→ **Text excerpt**:
================================
I see the stance of the PGA to represent the pastoral sector in this matter as an opportunity that should be made the most of and encourage everybody to at least help with a coordinated strategy.

If the wish prevails to proceed within the current legal paradigm of "acceptance of such a thing as NATIVE TITLE", I believe that the ecological perspective and the gathering of evidence in the form of the biological monitoring (from soil biota through to flora and fauna at the higher end of the food chain) does give us a very sound "technical legal issue that has not yet been raised".

The ramifications of resolving the dispute within ecologically sound guidelines alone, would however not be of any long-term benefit to the region or the nation. At best it would simply cater for the welfare of individuals and businesses that now stand in limbo leaving a legal mine-field for those who follow. A "happy family stand-off" does not change the fact that the resources we all depend on are eroding at an accelerating rate.

If any determination were to be made that falls within the current legal paradigm, the PGA needs to require that judges, barristers, lawyers, other legal advisers and other persons who were influential in the case be made aware of their duty as citizens of Australia to take responsibility for any negative ecological (thus social) outcomes that arise directly as a result of any negligent analysis of the current ecological context.

In Conclusion, however I see this point in time as a unique opportunity for land-managers (of all colours and creeds) in the region to cooperate and with the help of the PGA and the legal guidance of Jackson McDonald to diffuse this whole legal mess by focusing beyond the issues in dispute and creating awareness of the real issue, ie the need to secure, then enhance the health of our landscapes, so they can offer a "bundle of rights" to not only a select minority for a limited time, but that they may locally sustain healthy vibrant human communities.
================================
→ **Listed records**:
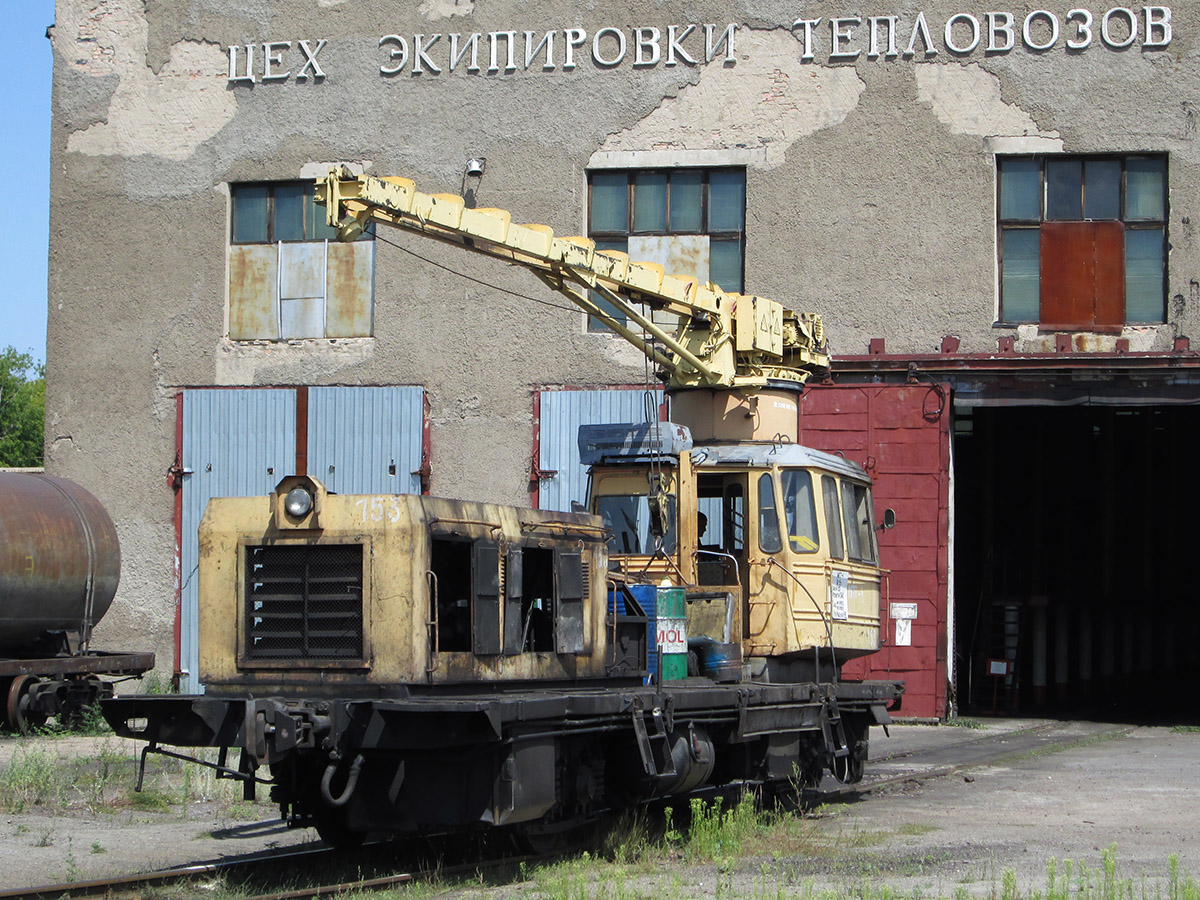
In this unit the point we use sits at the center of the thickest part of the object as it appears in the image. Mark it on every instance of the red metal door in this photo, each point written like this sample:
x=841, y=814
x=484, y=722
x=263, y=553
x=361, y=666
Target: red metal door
x=900, y=435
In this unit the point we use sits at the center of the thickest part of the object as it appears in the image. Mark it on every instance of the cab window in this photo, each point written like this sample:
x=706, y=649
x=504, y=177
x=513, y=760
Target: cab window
x=628, y=520
x=856, y=505
x=768, y=517
x=833, y=516
x=801, y=511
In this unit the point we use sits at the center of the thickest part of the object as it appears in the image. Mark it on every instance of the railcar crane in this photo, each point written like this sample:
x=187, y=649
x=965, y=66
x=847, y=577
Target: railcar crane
x=412, y=664
x=723, y=340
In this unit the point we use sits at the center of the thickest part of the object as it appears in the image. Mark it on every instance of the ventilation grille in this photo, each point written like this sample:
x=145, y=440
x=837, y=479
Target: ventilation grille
x=304, y=601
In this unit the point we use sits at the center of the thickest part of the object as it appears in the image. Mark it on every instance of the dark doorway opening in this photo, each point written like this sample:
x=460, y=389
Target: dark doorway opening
x=1074, y=589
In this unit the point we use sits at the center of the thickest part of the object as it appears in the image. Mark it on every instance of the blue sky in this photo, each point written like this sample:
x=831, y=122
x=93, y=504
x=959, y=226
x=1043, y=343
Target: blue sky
x=25, y=161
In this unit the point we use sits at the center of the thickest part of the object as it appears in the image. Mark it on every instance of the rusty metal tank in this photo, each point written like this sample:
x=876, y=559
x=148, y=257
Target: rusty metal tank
x=60, y=561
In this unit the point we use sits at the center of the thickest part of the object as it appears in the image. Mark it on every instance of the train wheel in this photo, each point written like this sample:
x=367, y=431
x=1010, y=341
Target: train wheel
x=21, y=714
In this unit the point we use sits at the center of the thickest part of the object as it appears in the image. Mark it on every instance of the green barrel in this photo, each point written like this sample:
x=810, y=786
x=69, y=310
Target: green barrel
x=671, y=607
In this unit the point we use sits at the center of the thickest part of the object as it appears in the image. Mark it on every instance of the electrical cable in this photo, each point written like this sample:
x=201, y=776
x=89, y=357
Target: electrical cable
x=478, y=281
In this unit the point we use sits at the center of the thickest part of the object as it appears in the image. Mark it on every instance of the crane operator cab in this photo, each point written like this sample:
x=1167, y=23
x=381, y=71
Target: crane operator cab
x=773, y=543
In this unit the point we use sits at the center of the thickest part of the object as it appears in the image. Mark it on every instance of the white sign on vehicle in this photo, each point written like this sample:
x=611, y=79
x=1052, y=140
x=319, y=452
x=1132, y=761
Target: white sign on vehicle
x=839, y=595
x=672, y=635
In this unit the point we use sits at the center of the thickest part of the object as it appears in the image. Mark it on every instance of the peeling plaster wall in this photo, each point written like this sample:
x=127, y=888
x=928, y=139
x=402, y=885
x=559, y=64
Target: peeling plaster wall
x=870, y=184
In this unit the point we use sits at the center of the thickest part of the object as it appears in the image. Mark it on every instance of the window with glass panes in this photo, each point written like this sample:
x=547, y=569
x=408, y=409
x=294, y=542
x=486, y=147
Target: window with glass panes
x=289, y=276
x=689, y=221
x=1083, y=240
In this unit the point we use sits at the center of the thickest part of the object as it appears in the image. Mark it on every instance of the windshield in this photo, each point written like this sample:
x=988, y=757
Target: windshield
x=627, y=517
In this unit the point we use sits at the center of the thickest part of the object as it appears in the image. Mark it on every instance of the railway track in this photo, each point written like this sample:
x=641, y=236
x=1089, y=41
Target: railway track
x=937, y=753
x=918, y=761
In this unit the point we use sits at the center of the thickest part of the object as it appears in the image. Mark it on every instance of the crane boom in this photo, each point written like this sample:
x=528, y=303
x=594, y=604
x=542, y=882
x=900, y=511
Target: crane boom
x=723, y=339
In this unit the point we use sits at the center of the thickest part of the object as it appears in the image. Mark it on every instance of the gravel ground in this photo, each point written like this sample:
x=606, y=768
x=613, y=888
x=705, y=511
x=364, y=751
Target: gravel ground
x=928, y=835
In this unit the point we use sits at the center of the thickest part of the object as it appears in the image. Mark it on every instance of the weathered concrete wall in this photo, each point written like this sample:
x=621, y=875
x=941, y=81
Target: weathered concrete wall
x=870, y=198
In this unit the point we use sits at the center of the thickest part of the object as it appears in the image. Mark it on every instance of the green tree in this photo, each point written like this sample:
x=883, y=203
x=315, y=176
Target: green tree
x=22, y=408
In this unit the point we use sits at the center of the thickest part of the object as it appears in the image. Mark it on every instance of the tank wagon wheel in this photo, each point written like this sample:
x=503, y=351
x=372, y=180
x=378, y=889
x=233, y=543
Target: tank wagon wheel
x=19, y=709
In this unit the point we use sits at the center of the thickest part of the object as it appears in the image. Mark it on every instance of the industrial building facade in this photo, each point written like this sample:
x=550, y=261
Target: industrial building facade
x=993, y=210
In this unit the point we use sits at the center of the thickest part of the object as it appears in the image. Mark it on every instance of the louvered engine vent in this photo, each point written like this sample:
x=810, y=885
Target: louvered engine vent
x=304, y=601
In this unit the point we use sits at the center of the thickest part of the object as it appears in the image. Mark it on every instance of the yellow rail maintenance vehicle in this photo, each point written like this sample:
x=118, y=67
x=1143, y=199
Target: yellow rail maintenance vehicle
x=411, y=664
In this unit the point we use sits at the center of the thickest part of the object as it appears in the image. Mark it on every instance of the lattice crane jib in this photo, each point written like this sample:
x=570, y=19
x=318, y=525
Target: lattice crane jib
x=723, y=339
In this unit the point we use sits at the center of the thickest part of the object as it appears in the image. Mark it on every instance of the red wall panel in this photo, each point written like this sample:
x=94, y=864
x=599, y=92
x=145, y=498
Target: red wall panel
x=900, y=435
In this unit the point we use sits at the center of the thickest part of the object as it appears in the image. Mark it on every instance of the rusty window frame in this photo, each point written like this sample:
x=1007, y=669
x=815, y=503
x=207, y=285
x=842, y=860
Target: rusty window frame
x=309, y=208
x=1012, y=223
x=618, y=239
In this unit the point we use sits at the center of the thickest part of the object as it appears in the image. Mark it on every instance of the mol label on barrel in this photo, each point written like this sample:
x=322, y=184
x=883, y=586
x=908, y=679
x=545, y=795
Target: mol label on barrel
x=672, y=635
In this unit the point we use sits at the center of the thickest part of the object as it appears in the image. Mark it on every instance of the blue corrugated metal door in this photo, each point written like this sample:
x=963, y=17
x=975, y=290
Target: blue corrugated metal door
x=237, y=443
x=558, y=451
x=366, y=439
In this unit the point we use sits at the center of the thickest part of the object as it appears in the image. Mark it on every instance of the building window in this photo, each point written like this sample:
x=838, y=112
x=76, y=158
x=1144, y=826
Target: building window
x=289, y=277
x=1083, y=240
x=689, y=221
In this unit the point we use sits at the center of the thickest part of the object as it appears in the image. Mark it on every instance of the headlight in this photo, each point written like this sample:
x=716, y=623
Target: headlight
x=298, y=503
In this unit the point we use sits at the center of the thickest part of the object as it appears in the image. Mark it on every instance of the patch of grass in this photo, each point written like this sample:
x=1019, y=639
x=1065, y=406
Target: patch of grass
x=31, y=778
x=915, y=828
x=959, y=721
x=150, y=799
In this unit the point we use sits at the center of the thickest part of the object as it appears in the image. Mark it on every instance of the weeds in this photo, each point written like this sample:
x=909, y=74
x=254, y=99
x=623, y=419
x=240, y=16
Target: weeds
x=31, y=778
x=959, y=721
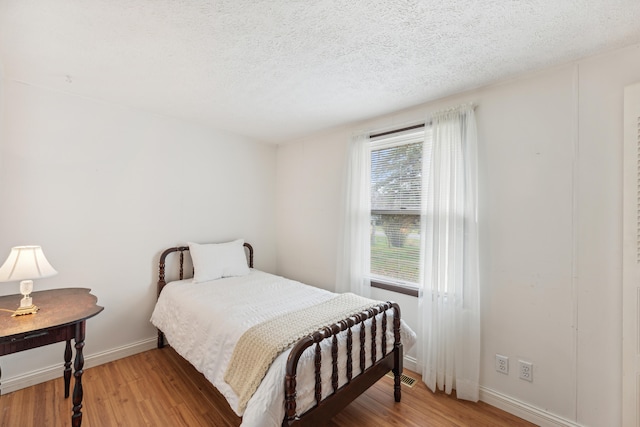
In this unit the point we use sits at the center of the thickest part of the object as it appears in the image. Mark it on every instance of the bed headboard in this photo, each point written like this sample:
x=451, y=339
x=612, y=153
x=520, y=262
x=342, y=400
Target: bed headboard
x=182, y=250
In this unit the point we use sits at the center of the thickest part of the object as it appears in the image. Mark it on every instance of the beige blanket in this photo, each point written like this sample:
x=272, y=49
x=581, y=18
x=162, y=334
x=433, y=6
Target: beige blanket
x=258, y=347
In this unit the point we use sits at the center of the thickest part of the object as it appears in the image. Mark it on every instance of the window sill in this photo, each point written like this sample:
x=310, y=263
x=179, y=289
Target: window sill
x=406, y=290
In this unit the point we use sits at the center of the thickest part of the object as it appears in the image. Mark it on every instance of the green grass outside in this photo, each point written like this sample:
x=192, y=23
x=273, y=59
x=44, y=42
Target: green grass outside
x=397, y=263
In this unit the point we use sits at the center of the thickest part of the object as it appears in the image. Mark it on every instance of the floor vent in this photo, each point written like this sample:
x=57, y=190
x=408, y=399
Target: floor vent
x=405, y=379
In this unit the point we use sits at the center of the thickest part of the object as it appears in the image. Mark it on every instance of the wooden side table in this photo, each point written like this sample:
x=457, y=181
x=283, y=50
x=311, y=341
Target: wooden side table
x=62, y=316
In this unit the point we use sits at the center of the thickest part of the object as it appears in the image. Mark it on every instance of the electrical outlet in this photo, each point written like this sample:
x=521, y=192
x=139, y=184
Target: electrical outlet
x=525, y=370
x=502, y=364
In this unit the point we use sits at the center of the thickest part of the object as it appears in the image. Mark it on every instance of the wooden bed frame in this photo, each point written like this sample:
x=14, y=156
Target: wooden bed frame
x=356, y=384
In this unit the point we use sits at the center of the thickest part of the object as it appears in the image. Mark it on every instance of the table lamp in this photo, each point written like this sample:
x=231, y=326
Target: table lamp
x=26, y=263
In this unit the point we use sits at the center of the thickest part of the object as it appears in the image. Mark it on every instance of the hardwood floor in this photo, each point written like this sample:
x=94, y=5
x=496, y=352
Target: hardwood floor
x=159, y=388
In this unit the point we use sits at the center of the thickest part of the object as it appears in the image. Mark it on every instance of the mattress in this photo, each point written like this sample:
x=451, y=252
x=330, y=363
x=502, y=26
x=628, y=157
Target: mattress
x=203, y=321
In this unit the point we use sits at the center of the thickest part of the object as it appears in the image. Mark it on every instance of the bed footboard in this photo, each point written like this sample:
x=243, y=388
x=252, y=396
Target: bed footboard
x=356, y=383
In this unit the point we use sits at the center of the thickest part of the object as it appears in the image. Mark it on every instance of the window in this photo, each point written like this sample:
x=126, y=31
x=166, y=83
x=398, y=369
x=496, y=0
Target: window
x=396, y=191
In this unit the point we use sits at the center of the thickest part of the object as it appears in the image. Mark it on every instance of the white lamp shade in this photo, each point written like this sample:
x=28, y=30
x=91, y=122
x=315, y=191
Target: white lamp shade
x=26, y=262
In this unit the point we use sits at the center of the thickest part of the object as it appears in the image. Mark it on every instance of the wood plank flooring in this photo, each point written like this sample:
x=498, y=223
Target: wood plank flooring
x=159, y=388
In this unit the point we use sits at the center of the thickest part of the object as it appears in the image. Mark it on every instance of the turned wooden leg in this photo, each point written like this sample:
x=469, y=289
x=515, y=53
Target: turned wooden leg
x=67, y=368
x=76, y=418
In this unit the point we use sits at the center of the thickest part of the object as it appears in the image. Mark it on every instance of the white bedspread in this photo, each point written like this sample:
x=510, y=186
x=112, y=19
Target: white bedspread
x=203, y=321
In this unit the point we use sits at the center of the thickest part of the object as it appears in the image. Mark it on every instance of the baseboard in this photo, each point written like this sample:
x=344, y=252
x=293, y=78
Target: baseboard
x=52, y=372
x=523, y=410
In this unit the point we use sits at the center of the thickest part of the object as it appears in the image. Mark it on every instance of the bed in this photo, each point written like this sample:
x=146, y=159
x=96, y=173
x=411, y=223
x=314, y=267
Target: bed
x=208, y=317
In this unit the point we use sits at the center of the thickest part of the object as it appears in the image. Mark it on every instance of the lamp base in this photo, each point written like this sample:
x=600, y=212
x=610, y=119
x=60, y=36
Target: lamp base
x=21, y=311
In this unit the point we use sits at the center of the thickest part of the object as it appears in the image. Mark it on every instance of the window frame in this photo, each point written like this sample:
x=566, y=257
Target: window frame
x=405, y=136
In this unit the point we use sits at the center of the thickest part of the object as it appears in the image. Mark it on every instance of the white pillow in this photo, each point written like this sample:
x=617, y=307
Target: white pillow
x=215, y=260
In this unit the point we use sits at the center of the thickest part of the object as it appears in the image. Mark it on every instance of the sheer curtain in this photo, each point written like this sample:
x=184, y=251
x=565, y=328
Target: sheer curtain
x=449, y=306
x=354, y=249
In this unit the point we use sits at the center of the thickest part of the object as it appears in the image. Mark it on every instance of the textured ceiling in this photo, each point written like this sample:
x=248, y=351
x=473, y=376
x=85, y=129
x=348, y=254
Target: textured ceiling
x=276, y=70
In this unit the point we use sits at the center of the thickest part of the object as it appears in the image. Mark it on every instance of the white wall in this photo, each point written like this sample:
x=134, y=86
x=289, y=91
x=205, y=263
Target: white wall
x=104, y=189
x=550, y=155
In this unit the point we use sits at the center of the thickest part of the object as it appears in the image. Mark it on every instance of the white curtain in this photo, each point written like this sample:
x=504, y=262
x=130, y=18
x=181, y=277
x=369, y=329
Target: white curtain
x=449, y=306
x=354, y=249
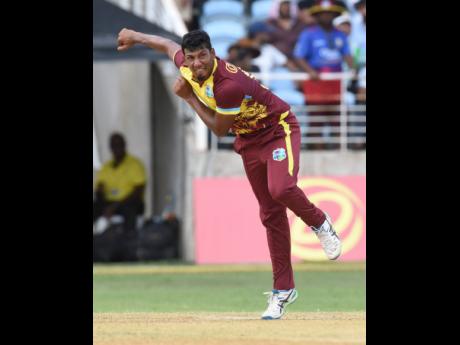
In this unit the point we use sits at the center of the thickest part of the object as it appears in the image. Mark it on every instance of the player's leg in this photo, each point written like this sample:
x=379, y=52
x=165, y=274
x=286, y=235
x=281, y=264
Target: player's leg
x=283, y=167
x=274, y=218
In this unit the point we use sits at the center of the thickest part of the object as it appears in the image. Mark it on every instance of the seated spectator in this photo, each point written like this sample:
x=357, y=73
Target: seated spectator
x=286, y=29
x=304, y=13
x=120, y=186
x=343, y=23
x=323, y=48
x=270, y=57
x=242, y=53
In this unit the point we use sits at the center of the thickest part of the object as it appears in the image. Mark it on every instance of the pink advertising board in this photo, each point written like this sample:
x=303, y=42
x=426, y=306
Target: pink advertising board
x=228, y=228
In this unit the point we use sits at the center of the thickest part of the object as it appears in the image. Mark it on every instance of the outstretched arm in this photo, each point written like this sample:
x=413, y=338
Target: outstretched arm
x=128, y=38
x=219, y=124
================================
→ **Tasks to perform**:
• a. In the text on the native title dispute, why does the writer think that resolving the dispute within ecologically sound guidelines alone would bring no long-term benefit to the region or the nation? Answer in one to three sentences.
• b. Can you carry on the text on the native title dispute from the point where it stops?

→ **Outputs in order**:
• a. At best, such a resolution would only look after the welfare of individuals and businesses now in limbo and would leave a legal minefield for those who follow. A "happy family stand-off" would also not change the fact that the resources everyone depends on are eroding at an accelerating rate.

• b.
If the PGA were to encourage the pursuit of a solution which takes in account the long term health of individuals, businesses, communities as well as the landscapes on whose health we all depend, I believe it would serve our nation and its membership base better than by merely acting as a mediator in a politically correct legal conclusion based on current evidence and precedents. I personally know enough land managers (not only white pastoralists) in this region who are capable and would be willing to give it a go, were they given community support.

An academical decision upholding the demands made by a racially based minority or a court-room ruling stating the compatibility of "native title" and "pastoral lease" (as appear to be some of the possible short-term conclusions to this issue) could be viewed as MABO STAGE II, the ramifications of which (as with the floods in Mozambique) may only come to public light a generation or so later.

In the immediate interest of the people who live here by choice or by design and in the long term interest of those yet to come, I hope that the implications of what I have attempted to outline will be explored. I am aware that every time one more precedent leads us in a direction that is not beneficial in the long term, the choice is made harder for those who have influence to expose themselves.

It is for this reason that I believe it to be important that we act immediately on the collecting of biological evidence. Before the wet, during the wet and after the wet.